## Excerpt to read:
= = =
Guarding Against HPV Is A Very Big Deal For Our Daughters And Our Sons!

image photo : Couple shadow

In June 2006, the FDA approved the first HPV vaccine for girls and women. The human papillomavirus, widely known as HPV is the virus that’s associated with causing cervical cancer. It most commonly affects the genital area of males and females, in the form of warts, but it can also affect the mouth and throat areas, as well.  HPV is passed through sexual intercourse and is therefore classified as a sexual transmitted infection (STI). HPV is the most common STI in the United States. According to the CDC, at least 50% of sexual active people will contract HPV at some time in their life. HPV transmission and contraction was teetering on becoming an epidemic! The CDC wanted to cut this borderline epidemic off at the source, which is why the FDA approved a vaccination against HPV for boys and men, in 2009.
= = =
## Data extracts:

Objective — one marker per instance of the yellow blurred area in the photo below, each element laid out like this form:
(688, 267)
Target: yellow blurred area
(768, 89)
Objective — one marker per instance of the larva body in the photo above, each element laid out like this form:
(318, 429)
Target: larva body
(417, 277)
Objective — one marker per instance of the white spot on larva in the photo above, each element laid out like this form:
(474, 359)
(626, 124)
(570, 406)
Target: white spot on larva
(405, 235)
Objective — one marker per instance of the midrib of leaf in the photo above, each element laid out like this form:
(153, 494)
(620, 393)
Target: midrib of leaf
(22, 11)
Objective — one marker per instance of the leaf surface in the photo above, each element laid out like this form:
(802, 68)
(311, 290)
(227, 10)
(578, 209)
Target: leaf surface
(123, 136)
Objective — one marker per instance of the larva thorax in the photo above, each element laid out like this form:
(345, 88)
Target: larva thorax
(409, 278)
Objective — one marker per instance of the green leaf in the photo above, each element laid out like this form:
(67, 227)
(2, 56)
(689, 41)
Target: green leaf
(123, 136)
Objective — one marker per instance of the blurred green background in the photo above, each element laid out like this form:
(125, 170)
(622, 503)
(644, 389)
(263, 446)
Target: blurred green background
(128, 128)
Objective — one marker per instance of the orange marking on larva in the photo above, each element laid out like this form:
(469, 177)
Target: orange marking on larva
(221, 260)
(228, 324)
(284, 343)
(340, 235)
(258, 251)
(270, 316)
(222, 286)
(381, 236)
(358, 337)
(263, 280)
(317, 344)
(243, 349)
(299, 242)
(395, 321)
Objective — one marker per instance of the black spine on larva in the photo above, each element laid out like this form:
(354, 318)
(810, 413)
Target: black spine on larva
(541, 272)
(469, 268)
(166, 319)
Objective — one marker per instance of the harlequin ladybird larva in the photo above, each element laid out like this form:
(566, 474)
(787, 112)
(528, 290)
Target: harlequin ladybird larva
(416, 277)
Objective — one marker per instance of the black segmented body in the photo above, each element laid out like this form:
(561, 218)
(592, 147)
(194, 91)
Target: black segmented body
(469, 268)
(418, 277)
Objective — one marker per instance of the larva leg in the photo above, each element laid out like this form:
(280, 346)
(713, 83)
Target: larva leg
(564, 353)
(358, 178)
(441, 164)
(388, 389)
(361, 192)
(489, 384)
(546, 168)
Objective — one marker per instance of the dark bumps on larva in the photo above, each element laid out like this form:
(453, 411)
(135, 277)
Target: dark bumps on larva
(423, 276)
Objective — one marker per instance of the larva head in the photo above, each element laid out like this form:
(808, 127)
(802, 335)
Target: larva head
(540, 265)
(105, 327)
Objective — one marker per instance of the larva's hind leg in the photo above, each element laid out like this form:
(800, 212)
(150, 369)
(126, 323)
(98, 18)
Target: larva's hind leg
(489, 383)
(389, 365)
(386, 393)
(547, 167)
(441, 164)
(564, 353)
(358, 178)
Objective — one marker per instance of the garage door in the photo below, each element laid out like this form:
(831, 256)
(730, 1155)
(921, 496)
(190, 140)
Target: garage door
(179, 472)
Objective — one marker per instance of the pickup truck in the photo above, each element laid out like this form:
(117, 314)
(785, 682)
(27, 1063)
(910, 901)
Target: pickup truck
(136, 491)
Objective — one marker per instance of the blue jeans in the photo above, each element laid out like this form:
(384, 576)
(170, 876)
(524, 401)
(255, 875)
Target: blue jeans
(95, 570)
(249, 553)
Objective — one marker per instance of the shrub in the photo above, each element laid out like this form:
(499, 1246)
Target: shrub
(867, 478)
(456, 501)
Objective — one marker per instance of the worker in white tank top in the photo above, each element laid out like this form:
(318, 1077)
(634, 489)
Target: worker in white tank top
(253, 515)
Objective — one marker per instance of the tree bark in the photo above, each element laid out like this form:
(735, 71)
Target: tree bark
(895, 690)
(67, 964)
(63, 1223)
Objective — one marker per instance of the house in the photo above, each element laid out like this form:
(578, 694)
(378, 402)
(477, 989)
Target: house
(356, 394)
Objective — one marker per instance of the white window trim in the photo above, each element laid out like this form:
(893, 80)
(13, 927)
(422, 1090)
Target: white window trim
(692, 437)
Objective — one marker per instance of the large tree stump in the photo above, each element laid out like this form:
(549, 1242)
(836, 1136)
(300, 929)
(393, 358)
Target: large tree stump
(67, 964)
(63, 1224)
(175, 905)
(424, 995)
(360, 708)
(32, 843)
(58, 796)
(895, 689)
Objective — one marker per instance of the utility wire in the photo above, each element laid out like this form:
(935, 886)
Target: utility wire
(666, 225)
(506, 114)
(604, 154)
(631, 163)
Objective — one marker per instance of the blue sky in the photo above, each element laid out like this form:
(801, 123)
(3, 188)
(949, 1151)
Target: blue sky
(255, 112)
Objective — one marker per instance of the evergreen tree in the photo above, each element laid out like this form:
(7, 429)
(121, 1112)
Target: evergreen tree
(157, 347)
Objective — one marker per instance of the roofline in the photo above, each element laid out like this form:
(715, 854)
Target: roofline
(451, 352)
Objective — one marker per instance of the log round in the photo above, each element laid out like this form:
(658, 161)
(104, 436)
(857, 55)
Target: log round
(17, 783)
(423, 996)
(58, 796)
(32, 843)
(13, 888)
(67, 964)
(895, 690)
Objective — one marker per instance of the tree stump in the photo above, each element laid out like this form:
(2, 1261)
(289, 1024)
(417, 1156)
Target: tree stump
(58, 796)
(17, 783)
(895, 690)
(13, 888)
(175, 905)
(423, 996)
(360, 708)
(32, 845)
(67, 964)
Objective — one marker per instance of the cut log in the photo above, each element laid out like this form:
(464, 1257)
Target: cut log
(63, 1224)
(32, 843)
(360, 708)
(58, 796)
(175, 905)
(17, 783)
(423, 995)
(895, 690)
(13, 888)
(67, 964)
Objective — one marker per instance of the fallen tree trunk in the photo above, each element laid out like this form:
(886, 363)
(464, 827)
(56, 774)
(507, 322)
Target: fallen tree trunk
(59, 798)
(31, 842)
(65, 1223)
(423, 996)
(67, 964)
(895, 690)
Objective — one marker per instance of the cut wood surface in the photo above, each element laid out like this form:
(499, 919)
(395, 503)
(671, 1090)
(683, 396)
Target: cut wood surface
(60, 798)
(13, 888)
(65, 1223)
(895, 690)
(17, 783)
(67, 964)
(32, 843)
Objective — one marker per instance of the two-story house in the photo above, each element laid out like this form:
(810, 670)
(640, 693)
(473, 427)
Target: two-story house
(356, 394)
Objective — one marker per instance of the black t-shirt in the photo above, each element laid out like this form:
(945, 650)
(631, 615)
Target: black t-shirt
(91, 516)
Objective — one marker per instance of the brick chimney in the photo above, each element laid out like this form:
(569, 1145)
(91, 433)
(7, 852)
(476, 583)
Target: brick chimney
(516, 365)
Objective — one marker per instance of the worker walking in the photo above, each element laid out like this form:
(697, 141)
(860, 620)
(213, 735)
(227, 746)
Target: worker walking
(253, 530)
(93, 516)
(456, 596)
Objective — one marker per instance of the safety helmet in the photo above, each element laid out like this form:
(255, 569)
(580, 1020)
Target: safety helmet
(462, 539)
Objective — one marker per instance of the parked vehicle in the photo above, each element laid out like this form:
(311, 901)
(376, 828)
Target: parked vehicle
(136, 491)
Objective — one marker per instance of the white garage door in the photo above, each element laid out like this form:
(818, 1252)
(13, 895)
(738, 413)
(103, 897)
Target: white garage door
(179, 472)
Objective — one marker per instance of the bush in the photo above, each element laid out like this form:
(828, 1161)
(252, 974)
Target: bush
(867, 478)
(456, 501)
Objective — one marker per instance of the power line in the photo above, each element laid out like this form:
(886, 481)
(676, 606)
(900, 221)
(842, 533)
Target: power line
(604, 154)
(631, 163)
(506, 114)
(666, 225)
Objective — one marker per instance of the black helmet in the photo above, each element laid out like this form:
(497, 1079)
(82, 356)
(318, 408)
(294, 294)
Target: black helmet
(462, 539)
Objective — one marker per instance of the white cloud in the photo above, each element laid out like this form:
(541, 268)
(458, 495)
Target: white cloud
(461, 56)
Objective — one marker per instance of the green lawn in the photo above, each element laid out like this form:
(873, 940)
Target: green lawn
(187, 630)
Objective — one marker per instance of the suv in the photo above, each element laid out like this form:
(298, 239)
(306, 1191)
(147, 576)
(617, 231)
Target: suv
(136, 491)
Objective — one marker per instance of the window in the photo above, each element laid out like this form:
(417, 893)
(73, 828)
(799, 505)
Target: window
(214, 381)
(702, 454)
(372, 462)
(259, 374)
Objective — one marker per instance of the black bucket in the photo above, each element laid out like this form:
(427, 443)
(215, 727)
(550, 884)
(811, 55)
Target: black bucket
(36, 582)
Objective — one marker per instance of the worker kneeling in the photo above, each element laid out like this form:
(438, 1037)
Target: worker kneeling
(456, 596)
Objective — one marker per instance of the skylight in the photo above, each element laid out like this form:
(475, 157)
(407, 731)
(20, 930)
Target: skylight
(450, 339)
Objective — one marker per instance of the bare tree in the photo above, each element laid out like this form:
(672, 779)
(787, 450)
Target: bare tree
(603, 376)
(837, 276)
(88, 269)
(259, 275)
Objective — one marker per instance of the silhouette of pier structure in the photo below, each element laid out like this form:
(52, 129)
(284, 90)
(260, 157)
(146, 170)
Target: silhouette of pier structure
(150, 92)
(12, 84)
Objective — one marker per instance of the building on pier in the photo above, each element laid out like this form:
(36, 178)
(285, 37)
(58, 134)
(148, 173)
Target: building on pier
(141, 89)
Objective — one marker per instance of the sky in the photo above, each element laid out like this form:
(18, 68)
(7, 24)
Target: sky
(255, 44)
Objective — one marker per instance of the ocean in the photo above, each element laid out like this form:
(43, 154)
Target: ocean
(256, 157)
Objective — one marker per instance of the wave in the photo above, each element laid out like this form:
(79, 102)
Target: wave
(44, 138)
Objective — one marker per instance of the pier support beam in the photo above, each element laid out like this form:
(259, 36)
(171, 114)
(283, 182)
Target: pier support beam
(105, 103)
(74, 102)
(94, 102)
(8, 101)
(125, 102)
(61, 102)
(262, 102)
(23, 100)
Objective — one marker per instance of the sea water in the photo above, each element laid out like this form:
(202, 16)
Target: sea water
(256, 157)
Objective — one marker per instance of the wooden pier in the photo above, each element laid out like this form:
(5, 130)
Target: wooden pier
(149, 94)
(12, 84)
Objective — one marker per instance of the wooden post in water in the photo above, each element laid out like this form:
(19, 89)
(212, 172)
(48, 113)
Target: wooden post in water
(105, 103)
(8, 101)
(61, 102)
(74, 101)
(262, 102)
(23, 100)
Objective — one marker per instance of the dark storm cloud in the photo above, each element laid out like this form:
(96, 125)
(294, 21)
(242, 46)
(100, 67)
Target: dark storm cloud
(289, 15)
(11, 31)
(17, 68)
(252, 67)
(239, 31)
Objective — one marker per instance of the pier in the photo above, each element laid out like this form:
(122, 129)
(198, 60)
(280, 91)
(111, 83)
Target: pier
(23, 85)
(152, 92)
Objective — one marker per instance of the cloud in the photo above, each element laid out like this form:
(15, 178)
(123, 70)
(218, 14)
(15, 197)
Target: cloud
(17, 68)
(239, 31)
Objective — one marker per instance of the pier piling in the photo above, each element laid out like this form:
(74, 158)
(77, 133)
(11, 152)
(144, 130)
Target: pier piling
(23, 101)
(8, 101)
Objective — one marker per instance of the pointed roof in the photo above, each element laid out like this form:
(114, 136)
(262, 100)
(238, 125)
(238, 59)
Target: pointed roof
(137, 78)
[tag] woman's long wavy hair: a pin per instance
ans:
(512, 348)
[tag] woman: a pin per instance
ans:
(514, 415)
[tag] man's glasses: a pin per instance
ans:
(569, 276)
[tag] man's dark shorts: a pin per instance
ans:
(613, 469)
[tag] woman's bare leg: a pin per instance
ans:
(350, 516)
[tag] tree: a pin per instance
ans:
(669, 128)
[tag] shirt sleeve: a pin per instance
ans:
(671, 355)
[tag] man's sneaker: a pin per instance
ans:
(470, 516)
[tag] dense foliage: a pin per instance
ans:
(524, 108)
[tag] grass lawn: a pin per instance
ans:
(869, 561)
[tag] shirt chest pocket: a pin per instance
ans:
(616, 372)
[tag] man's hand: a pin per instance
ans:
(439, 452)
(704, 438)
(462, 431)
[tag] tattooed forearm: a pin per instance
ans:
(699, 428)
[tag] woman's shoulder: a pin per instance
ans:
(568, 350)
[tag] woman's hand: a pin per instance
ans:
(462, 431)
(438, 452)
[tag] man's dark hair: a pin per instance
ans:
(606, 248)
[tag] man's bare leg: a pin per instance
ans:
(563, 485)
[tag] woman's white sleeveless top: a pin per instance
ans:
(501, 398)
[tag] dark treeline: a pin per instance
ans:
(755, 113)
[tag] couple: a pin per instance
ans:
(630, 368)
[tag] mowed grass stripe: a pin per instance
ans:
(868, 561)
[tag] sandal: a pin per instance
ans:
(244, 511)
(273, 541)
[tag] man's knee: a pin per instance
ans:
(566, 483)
= = =
## Actions to take:
1. Edit the HPV text from "In June 2006, the" through "men, in 2009." and write that stretch out again, changing "sexual intercourse" to "sexual contact".
2. Answer these questions from the HPV text:
(a) In what month and year did the FDA approve the first HPV vaccine for girls and women?
(b) According to the CDC, what share of sexually active people will contract HPV at some time in their life?
(c) In what year did the FDA approve a vaccination against HPV for boys and men?

## Outputs in order:
1.
In June 2006, the FDA approved the first HPV vaccine for girls and women. The human papillomavirus, widely known as HPV is the virus that’s associated with causing cervical cancer. It most commonly affects the genital area of males and females, in the form of warts, but it can also affect the mouth and throat areas, as well.  HPV is passed through sexual contact and is therefore classified as a sexual transmitted infection (STI). HPV is the most common STI in the United States. According to the CDC, at least 50% of sexual active people will contract HPV at some time in their life. HPV transmission and contraction was teetering on becoming an epidemic! The CDC wanted to cut this borderline epidemic off at the source, which is why the FDA approved a vaccination against HPV for boys and men, in 2009.

2.
(a) June 2006
(b) At least 50%
(c) 2009